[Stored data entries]
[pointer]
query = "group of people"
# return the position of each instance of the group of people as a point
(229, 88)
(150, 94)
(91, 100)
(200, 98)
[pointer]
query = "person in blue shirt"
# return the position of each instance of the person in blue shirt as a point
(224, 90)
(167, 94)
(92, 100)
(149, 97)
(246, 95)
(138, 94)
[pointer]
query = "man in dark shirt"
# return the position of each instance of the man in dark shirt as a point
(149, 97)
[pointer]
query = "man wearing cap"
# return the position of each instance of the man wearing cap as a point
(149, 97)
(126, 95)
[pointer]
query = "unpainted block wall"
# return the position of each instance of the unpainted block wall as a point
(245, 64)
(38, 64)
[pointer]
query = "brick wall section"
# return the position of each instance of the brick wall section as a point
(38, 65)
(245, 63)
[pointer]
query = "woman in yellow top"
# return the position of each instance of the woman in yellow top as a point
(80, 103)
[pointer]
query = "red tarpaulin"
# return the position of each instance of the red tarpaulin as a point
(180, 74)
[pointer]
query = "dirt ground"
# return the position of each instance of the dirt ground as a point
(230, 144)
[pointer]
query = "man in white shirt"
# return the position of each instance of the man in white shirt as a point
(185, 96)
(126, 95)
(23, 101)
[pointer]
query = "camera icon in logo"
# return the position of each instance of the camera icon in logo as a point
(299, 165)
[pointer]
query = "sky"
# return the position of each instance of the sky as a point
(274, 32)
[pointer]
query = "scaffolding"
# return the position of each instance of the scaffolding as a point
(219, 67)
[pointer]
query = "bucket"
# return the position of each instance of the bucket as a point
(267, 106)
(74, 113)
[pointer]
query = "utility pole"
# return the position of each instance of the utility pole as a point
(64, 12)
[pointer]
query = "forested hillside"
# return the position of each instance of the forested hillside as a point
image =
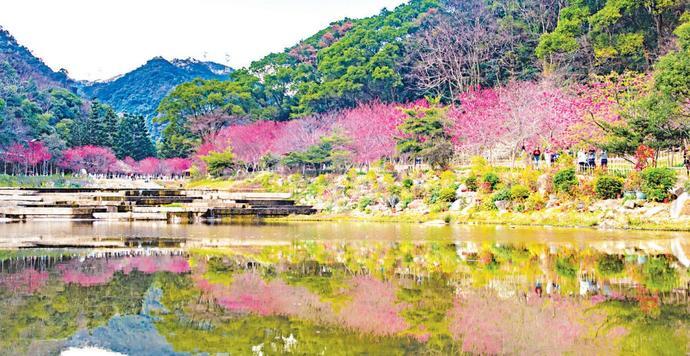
(440, 49)
(428, 81)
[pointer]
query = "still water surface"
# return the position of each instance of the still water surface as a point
(340, 288)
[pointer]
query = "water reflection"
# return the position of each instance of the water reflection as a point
(343, 296)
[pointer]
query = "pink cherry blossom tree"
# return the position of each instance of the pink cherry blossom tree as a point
(371, 128)
(92, 159)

TASK INSTRUCTIONS =
Reproduce each entry exactly as written, but leave out the images.

TASK RESULT =
[pointer]
query = "group of people"
# return the position of each instance of the group of people as a point
(229, 88)
(150, 94)
(91, 100)
(200, 98)
[pointer]
query = "person in blue shirt"
# return the position of each instance of the person in blue shirt as a point
(224, 90)
(167, 94)
(92, 100)
(149, 97)
(246, 95)
(138, 94)
[pointer]
query = "man in dark shirt"
# return the position of each instance of the man in dark shirt as a point
(149, 97)
[pointer]
query = "man wearing cap"
# return the position of each instance of the man wearing cap as a point
(149, 97)
(126, 95)
[pointer]
query = "unpainted block wall"
# return the position of each instance of the unpainted block wall as a point
(245, 64)
(38, 64)
[pointer]
query = "brick wall section"
# return the position of each instance of the brick wall section as a point
(38, 65)
(245, 63)
[pointer]
query = "woman in yellow top"
# return the position of each instance of the woman in yellow top as a point
(80, 103)
[pointer]
query = "red tarpaulin"
# return the position of each instance of the red tarpaulin as a point
(180, 74)
[pointer]
query = "dirt ground"
# return the position of each instance of the dirt ground as a point
(230, 144)
[pointer]
query = "man in white shirt"
# return the position of each instance of the man in white shirt as a point
(185, 96)
(126, 95)
(23, 101)
[pointer]
query = "camera icon in logo"
# return the position of each instance of the camera icon in logo as a point
(299, 165)
[pointer]
query = "sky"
# return the position of each instance of the sky as a point
(274, 32)
[pointer]
query = "scaffolding"
# return the position of each instance of the scaffolding as a point
(219, 67)
[pointer]
query = "bucket"
# return the position of each instance of the bucket as a point
(267, 106)
(74, 113)
[pointer]
query = "utility pole"
# return the position of each instance of the utility pole as a point
(64, 12)
[pointer]
query = "forested hillside"
# return the position of each instance of the forested hillside as a point
image =
(440, 49)
(428, 81)
[pointer]
query = "still water surface"
# return the position of each instance of the still water surface as a point
(340, 288)
[pointer]
query = "water reflection"
# return the position of each instance of the water reflection as a point
(343, 296)
[pointer]
query = "pink cherry blossom tree"
# return the position of each instance of the pink cherry blossom tree as a point
(371, 128)
(92, 159)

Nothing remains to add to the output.